■ SELECTED TEXT
▼
I am experiencing the oddest combinations of this as I attend classes in various Yoga Studios, Capital "Y," Capital "S." I feel very different in my little neighborhood storefront shelter-from-the-storm studio, and definitely in the classes I teach at the medical center and the shelter. This level of visibility is new for me, this witness to the ego during practice. It is a level beyond ego that observes the "me" watching the "me" on the mat. Perhaps it is because I am putting my self in a new and demanding context in which the judgment/assessment of others is more likely to be felt. My breath saves me every time, as each breath flows into my body, taking shape in the asana, somehow the "me" goes out with the exhale. I can literally become a body in space for which some "I" feels such compassion. Sometimes I can shake with love for the form taken, accepting this, and this, and this. It is "me" and "not me." Some part of me is laughing at the part of me that observes me, too. Watching "me" watch "me." Now that is funny!

Where am I when all this is going on? I am drawing my bones more squarely to my foundation, or pressing gently into the earth to find my core rising up, or simply softening whatever body parts I can notice that are clenching and opening the energy to flow more freely.
▲
■ STUDY QUESTIONS
A: Answer these questions about the yoga reflection:
(i) Where does the writer teach classes?
(ii) According to the writer, what saves them every time?
(iii) What does the writer draw more squarely to their foundation?
B: Write out the yoga reflection from "Where am I when" to "flow more freely.", swapping "earth" for "ground".

■ SUPPLIED MATERIAL
▼
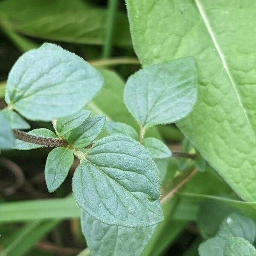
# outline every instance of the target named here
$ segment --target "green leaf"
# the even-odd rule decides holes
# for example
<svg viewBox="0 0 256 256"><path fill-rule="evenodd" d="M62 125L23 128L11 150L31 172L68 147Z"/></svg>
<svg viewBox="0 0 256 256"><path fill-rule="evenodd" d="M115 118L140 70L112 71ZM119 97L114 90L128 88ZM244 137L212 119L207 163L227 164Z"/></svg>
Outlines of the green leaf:
<svg viewBox="0 0 256 256"><path fill-rule="evenodd" d="M215 236L224 218L237 211L223 202L209 200L203 201L200 204L197 221L198 227L203 237L208 239Z"/></svg>
<svg viewBox="0 0 256 256"><path fill-rule="evenodd" d="M15 139L11 126L0 112L0 149L10 149L15 145Z"/></svg>
<svg viewBox="0 0 256 256"><path fill-rule="evenodd" d="M106 129L110 134L122 133L131 136L138 140L139 137L136 131L131 126L124 123L118 122L108 122L106 123Z"/></svg>
<svg viewBox="0 0 256 256"><path fill-rule="evenodd" d="M155 138L146 138L143 145L150 152L153 158L167 158L172 156L172 152L162 141Z"/></svg>
<svg viewBox="0 0 256 256"><path fill-rule="evenodd" d="M198 99L178 126L241 197L255 201L256 2L126 3L144 67L195 58Z"/></svg>
<svg viewBox="0 0 256 256"><path fill-rule="evenodd" d="M125 84L116 73L105 69L98 69L104 79L105 84L93 102L88 105L90 110L97 114L105 115L107 121L122 122L133 127L137 132L139 128L126 108L123 101ZM115 92L114 93L113 92ZM111 96L110 97L109 95ZM113 108L113 106L115 107ZM147 131L147 136L161 139L156 128Z"/></svg>
<svg viewBox="0 0 256 256"><path fill-rule="evenodd" d="M81 221L93 256L140 256L155 229L155 226L137 228L110 226L95 220L84 212Z"/></svg>
<svg viewBox="0 0 256 256"><path fill-rule="evenodd" d="M253 243L256 237L256 224L244 214L232 213L223 221L217 235L226 239L239 236Z"/></svg>
<svg viewBox="0 0 256 256"><path fill-rule="evenodd" d="M63 147L52 149L46 160L44 174L49 192L55 191L64 181L74 162L72 151Z"/></svg>
<svg viewBox="0 0 256 256"><path fill-rule="evenodd" d="M90 111L83 110L73 116L58 119L56 122L56 130L60 136L63 136L81 125L91 114Z"/></svg>
<svg viewBox="0 0 256 256"><path fill-rule="evenodd" d="M191 57L146 67L128 79L125 105L142 126L177 122L195 103L196 79Z"/></svg>
<svg viewBox="0 0 256 256"><path fill-rule="evenodd" d="M125 135L97 141L77 168L73 186L78 205L106 224L136 227L163 220L155 165L143 146Z"/></svg>
<svg viewBox="0 0 256 256"><path fill-rule="evenodd" d="M54 132L48 129L45 128L40 128L39 129L35 129L30 131L27 133L29 134L42 137L43 138L56 138L57 137ZM19 140L16 140L16 143L15 148L19 150L30 150L30 149L34 149L35 148L43 148L44 146L35 144L29 142L25 142Z"/></svg>
<svg viewBox="0 0 256 256"><path fill-rule="evenodd" d="M221 237L208 239L199 245L200 256L222 256L226 241Z"/></svg>
<svg viewBox="0 0 256 256"><path fill-rule="evenodd" d="M241 237L231 237L224 247L223 256L256 256L256 250Z"/></svg>
<svg viewBox="0 0 256 256"><path fill-rule="evenodd" d="M0 3L0 17L8 17L7 21L13 30L30 37L75 44L103 44L107 11L88 6L86 3L79 0L72 3L68 0L49 3L44 0L37 0L36 3L33 0L3 1ZM125 13L116 13L115 27L113 44L131 46Z"/></svg>
<svg viewBox="0 0 256 256"><path fill-rule="evenodd" d="M3 109L1 113L8 121L12 129L26 130L30 128L29 124L14 111L5 108Z"/></svg>
<svg viewBox="0 0 256 256"><path fill-rule="evenodd" d="M3 241L2 244L5 249L0 253L0 256L31 255L28 253L32 248L59 222L58 220L50 220L48 221L28 222Z"/></svg>
<svg viewBox="0 0 256 256"><path fill-rule="evenodd" d="M84 148L93 141L101 132L106 117L98 115L88 117L79 127L72 130L67 140L74 148Z"/></svg>
<svg viewBox="0 0 256 256"><path fill-rule="evenodd" d="M11 70L6 100L31 120L76 114L100 90L100 74L82 58L50 44L24 53Z"/></svg>
<svg viewBox="0 0 256 256"><path fill-rule="evenodd" d="M169 160L166 158L153 158L158 170L160 180L163 180L168 168Z"/></svg>

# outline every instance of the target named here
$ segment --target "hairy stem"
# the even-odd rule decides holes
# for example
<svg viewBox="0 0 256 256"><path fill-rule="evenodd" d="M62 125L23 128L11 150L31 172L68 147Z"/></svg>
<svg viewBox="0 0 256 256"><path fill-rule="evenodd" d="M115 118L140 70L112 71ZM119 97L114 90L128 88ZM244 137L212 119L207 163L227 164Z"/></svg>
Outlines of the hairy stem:
<svg viewBox="0 0 256 256"><path fill-rule="evenodd" d="M54 138L43 138L35 136L32 134L20 131L19 130L15 130L13 133L16 138L25 141L29 142L38 145L42 145L45 147L50 148L56 148L57 147L66 147L68 145L67 142L65 140Z"/></svg>
<svg viewBox="0 0 256 256"><path fill-rule="evenodd" d="M140 126L140 142L141 144L143 142L144 136L145 135L145 133L146 132L146 128L143 126Z"/></svg>
<svg viewBox="0 0 256 256"><path fill-rule="evenodd" d="M132 64L134 65L140 65L140 63L137 58L128 57L120 57L100 60L91 60L88 61L88 62L94 67L114 66L115 65L124 64Z"/></svg>
<svg viewBox="0 0 256 256"><path fill-rule="evenodd" d="M172 156L173 157L183 157L184 158L195 159L196 157L196 155L195 154L189 154L183 152L172 151Z"/></svg>
<svg viewBox="0 0 256 256"><path fill-rule="evenodd" d="M186 183L188 182L197 172L197 170L195 169L188 176L185 177L180 183L179 183L175 188L174 188L167 195L163 196L161 198L161 204L164 204L170 198L171 198L180 188L183 186Z"/></svg>

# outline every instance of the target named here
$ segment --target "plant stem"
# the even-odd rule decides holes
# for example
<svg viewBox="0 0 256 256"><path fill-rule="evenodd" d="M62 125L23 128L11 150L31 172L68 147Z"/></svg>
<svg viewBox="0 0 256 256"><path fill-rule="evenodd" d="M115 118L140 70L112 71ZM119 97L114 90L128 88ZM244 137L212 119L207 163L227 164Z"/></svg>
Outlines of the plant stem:
<svg viewBox="0 0 256 256"><path fill-rule="evenodd" d="M174 188L173 188L167 195L163 196L160 200L161 204L164 204L170 198L171 198L180 188L183 186L186 183L189 181L197 172L197 170L195 169L187 176L185 177Z"/></svg>
<svg viewBox="0 0 256 256"><path fill-rule="evenodd" d="M90 250L89 248L87 247L76 256L91 256L91 255Z"/></svg>
<svg viewBox="0 0 256 256"><path fill-rule="evenodd" d="M140 65L139 60L136 58L120 57L118 58L111 58L91 60L88 62L94 67L101 66L113 66L121 64L134 64L135 65Z"/></svg>
<svg viewBox="0 0 256 256"><path fill-rule="evenodd" d="M146 128L143 126L140 127L140 142L141 144L143 142L143 140L146 132Z"/></svg>
<svg viewBox="0 0 256 256"><path fill-rule="evenodd" d="M44 138L29 134L25 131L19 130L14 130L13 133L15 137L20 140L29 142L33 144L42 145L45 147L56 148L56 147L66 147L68 143L65 140L54 138Z"/></svg>
<svg viewBox="0 0 256 256"><path fill-rule="evenodd" d="M195 159L196 157L196 155L195 154L189 154L189 153L184 153L184 152L172 152L172 156L173 157L183 157Z"/></svg>
<svg viewBox="0 0 256 256"><path fill-rule="evenodd" d="M103 47L103 58L109 57L112 47L113 35L115 29L115 22L118 8L118 0L108 0L107 16L106 38Z"/></svg>

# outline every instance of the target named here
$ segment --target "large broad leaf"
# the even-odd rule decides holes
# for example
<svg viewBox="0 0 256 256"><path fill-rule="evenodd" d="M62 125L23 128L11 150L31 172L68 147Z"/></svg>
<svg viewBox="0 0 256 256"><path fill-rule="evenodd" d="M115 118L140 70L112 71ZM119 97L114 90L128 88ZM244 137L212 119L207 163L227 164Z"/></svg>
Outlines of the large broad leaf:
<svg viewBox="0 0 256 256"><path fill-rule="evenodd" d="M143 65L196 59L199 91L178 126L244 199L256 199L256 2L126 0Z"/></svg>
<svg viewBox="0 0 256 256"><path fill-rule="evenodd" d="M0 112L0 149L12 148L14 146L15 141L9 123Z"/></svg>
<svg viewBox="0 0 256 256"><path fill-rule="evenodd" d="M82 58L44 44L15 63L8 76L6 100L28 119L50 121L75 114L103 84L99 72Z"/></svg>
<svg viewBox="0 0 256 256"><path fill-rule="evenodd" d="M106 117L97 115L86 119L77 128L73 130L67 137L67 142L74 148L84 148L92 142L102 131Z"/></svg>
<svg viewBox="0 0 256 256"><path fill-rule="evenodd" d="M137 228L110 226L84 212L81 222L93 256L140 256L155 229L155 226Z"/></svg>
<svg viewBox="0 0 256 256"><path fill-rule="evenodd" d="M3 1L0 3L0 23L4 28L8 26L14 31L35 38L104 44L107 10L89 6L86 3L82 0ZM116 14L113 43L131 46L127 17L121 12Z"/></svg>
<svg viewBox="0 0 256 256"><path fill-rule="evenodd" d="M221 237L208 239L202 243L199 248L200 256L223 256L226 239Z"/></svg>
<svg viewBox="0 0 256 256"><path fill-rule="evenodd" d="M73 186L79 206L106 224L147 227L163 219L155 165L145 148L126 135L96 142L77 168Z"/></svg>
<svg viewBox="0 0 256 256"><path fill-rule="evenodd" d="M241 237L231 237L226 243L223 256L256 256L256 250Z"/></svg>
<svg viewBox="0 0 256 256"><path fill-rule="evenodd" d="M196 77L192 58L144 67L127 81L126 107L140 125L147 128L177 121L195 103Z"/></svg>
<svg viewBox="0 0 256 256"><path fill-rule="evenodd" d="M49 192L53 192L64 181L73 161L73 152L69 148L59 147L50 152L44 170Z"/></svg>
<svg viewBox="0 0 256 256"><path fill-rule="evenodd" d="M239 236L253 243L256 237L256 224L243 214L232 213L223 220L217 236L226 239Z"/></svg>

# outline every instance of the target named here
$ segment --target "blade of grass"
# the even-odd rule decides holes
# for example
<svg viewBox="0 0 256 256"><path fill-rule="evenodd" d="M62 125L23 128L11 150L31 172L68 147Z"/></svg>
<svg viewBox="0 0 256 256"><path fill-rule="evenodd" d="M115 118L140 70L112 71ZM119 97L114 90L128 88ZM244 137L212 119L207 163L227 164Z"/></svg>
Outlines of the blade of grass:
<svg viewBox="0 0 256 256"><path fill-rule="evenodd" d="M107 28L102 58L106 58L111 55L116 16L118 8L118 0L108 0L107 15Z"/></svg>
<svg viewBox="0 0 256 256"><path fill-rule="evenodd" d="M12 236L4 240L5 248L0 256L22 256L26 254L42 237L60 221L57 219L47 221L31 221L25 224ZM4 239L4 238L3 238Z"/></svg>

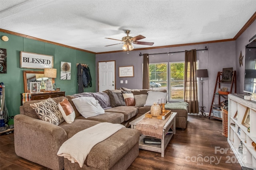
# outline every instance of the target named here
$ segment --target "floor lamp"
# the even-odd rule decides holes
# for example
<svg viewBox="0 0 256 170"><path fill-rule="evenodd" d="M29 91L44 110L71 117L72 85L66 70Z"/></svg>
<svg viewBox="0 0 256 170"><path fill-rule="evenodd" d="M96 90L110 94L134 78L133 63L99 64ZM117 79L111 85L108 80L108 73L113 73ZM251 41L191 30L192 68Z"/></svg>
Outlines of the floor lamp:
<svg viewBox="0 0 256 170"><path fill-rule="evenodd" d="M201 111L201 114L198 114L198 113L196 113L197 116L199 116L200 117L201 117L204 116L205 117L208 117L208 115L207 115L204 113L204 109L205 108L205 107L203 106L203 77L208 77L208 72L207 69L200 69L196 70L196 77L201 78L201 84L202 84L202 106L199 107L201 108L200 111Z"/></svg>

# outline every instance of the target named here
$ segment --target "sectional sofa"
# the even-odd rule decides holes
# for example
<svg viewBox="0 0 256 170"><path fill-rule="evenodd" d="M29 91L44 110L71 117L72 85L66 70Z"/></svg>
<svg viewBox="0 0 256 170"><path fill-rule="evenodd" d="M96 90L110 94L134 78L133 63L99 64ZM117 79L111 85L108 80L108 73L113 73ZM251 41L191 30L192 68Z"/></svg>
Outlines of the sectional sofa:
<svg viewBox="0 0 256 170"><path fill-rule="evenodd" d="M150 106L144 106L147 102L149 105L148 102L152 102L148 100L149 96L156 97L157 94L166 94L165 91L156 93L150 92L152 93L150 94L148 91L146 89L122 88L53 98L51 99L56 104L68 100L74 112L72 123L64 121L58 125L42 120L31 107L31 105L34 106L44 101L26 102L20 107L20 114L14 117L16 154L53 170L127 169L138 155L140 137L138 131L128 128L121 129L108 139L95 145L82 168L78 164L72 163L68 159L58 156L57 153L62 144L78 132L101 122L121 124L128 127L129 122L150 110ZM86 114L90 114L93 111L87 109L88 107L83 109L86 104L78 106L77 103L77 99L87 100L89 98L93 98L98 102L101 108L104 110L104 113L96 113L87 116ZM84 115L84 111L86 115Z"/></svg>

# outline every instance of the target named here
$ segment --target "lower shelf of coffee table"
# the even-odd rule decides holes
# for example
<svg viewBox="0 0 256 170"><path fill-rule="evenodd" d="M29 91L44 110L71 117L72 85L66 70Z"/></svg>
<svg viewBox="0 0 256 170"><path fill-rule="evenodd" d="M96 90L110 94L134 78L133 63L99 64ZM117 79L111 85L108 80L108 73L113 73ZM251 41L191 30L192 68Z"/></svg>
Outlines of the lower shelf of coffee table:
<svg viewBox="0 0 256 170"><path fill-rule="evenodd" d="M145 144L143 142L144 138L157 139L154 137L149 137L144 135L142 135L140 137L139 141L139 148L152 151L156 152L162 153L167 147L168 144L171 140L172 137L173 136L173 133L169 133L165 135L164 140L161 140L161 144ZM164 143L163 143L163 142Z"/></svg>

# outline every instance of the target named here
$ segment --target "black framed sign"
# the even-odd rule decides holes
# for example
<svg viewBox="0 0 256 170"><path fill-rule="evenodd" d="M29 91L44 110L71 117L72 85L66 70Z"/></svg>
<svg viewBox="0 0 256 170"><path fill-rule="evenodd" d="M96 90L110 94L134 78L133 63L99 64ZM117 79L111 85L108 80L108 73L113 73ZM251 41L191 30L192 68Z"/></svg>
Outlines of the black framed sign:
<svg viewBox="0 0 256 170"><path fill-rule="evenodd" d="M0 48L0 73L7 72L7 59L6 49Z"/></svg>
<svg viewBox="0 0 256 170"><path fill-rule="evenodd" d="M53 56L20 51L20 68L42 69L53 68Z"/></svg>

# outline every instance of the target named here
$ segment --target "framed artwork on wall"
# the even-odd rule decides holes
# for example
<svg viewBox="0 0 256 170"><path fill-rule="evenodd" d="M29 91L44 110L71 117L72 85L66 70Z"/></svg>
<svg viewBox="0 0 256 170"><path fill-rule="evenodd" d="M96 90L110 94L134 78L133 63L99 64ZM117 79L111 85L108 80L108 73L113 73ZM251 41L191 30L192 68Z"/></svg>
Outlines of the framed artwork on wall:
<svg viewBox="0 0 256 170"><path fill-rule="evenodd" d="M134 77L134 66L119 67L119 77Z"/></svg>
<svg viewBox="0 0 256 170"><path fill-rule="evenodd" d="M60 80L70 80L71 78L71 63L60 62Z"/></svg>
<svg viewBox="0 0 256 170"><path fill-rule="evenodd" d="M43 69L53 68L53 56L20 51L20 68Z"/></svg>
▲
■ ANSWERS PER TASK
A:
(i) At the medical center and the shelter.
(ii) Their breath.
(iii) Their bones.

B:
Where am I when all this is going on? I am drawing my bones more squarely to my foundation, or pressing gently into the ground to find my core rising up, or simply softening whatever body parts I can notice that are clenching and opening the energy to flow more freely.